» **Recorded data**:
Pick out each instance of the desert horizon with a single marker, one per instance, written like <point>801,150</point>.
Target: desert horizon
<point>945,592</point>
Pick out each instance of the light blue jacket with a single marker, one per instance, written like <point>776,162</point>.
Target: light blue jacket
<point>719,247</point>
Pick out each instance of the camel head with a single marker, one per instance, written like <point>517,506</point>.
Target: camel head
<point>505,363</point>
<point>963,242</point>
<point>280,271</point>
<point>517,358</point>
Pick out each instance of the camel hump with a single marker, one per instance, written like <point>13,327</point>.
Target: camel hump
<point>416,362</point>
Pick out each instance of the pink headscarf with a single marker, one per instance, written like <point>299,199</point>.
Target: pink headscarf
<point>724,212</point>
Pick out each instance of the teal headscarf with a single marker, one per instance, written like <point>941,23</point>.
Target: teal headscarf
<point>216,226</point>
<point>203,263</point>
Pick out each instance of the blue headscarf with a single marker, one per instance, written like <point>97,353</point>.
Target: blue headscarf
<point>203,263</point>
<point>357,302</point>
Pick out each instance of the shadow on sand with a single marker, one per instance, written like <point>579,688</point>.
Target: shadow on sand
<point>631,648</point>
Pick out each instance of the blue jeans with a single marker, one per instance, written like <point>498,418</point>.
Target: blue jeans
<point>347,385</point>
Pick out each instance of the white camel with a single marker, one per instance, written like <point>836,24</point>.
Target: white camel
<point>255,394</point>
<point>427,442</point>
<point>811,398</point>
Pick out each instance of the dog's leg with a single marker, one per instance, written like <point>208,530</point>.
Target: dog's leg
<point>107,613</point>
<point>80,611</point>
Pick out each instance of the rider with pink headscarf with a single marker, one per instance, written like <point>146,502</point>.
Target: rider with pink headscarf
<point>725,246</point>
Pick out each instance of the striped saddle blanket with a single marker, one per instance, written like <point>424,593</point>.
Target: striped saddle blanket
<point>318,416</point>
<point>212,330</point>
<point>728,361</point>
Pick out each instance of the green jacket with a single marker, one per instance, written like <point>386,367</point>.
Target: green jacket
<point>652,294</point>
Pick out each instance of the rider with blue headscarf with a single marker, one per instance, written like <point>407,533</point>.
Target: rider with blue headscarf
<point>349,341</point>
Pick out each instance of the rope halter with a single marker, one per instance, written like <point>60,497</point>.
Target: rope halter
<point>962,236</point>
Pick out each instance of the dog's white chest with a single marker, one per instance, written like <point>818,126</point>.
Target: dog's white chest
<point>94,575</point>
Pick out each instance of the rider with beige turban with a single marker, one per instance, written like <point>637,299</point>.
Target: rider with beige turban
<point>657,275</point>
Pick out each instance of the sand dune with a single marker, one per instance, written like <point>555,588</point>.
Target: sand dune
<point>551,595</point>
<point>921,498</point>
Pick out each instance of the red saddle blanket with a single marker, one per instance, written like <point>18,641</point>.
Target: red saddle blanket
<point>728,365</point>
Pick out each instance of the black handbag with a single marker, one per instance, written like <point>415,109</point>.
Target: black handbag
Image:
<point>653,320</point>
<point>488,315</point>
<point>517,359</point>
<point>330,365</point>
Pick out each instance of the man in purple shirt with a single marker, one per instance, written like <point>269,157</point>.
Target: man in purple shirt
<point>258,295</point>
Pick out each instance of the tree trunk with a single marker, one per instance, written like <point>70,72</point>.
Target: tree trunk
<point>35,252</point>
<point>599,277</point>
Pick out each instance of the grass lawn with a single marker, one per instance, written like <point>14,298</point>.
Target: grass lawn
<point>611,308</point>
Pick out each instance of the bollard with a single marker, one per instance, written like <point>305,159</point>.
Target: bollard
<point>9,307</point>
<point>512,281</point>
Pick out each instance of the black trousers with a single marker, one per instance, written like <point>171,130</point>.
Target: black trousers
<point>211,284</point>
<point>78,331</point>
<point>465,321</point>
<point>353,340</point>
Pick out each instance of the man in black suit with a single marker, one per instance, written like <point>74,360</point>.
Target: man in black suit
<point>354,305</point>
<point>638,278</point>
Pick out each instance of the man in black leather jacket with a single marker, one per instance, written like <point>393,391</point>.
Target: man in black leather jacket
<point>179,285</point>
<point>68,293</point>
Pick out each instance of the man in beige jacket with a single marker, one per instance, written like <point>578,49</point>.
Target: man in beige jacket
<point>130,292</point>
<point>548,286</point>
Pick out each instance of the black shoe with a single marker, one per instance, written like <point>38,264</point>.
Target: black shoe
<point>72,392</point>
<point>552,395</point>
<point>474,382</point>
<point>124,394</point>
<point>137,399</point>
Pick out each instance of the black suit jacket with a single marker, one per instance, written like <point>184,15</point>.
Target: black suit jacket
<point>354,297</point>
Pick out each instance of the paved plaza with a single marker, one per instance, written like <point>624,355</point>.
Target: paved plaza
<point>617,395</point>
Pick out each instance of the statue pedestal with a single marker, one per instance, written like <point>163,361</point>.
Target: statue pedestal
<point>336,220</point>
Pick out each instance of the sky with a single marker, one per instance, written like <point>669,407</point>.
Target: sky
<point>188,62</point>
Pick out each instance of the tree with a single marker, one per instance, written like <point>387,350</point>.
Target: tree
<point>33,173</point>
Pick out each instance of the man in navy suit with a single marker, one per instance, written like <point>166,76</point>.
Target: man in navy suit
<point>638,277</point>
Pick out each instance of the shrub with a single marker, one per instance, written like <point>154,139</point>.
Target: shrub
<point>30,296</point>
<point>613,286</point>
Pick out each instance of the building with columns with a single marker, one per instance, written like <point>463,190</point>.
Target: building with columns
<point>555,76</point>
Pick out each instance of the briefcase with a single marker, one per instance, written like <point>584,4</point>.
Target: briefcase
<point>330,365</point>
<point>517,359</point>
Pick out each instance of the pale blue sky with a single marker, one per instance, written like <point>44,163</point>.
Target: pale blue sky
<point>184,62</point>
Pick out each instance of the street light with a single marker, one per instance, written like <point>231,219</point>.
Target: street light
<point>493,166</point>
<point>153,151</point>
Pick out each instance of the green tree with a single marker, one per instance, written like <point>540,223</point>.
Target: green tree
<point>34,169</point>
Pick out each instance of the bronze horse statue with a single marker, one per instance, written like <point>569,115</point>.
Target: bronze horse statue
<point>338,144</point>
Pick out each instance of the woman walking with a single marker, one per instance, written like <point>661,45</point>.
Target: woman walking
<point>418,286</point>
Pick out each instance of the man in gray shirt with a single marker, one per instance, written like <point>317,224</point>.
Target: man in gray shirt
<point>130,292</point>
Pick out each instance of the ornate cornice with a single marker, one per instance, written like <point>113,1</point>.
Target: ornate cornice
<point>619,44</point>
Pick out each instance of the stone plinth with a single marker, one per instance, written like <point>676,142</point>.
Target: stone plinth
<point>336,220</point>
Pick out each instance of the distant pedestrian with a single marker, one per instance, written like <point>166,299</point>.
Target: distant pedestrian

» **Exercise**:
Each line above from the one with "Pick out each instance of the shadow" up to and including the one with "Pick out each instance of the white" must be set down exactly, and no line outside that span may appear.

» **Worked solution**:
Pick out each instance of the shadow on sand with a single marker, one per instance, written like <point>579,688</point>.
Target: shadow on sand
<point>631,648</point>
Pick out each instance of the blue jeans with a single marker, one per instance, written like <point>498,418</point>.
Target: blue jeans
<point>347,385</point>
Pick out each instance of the white camel with a single marker, one per instance, written like <point>836,24</point>.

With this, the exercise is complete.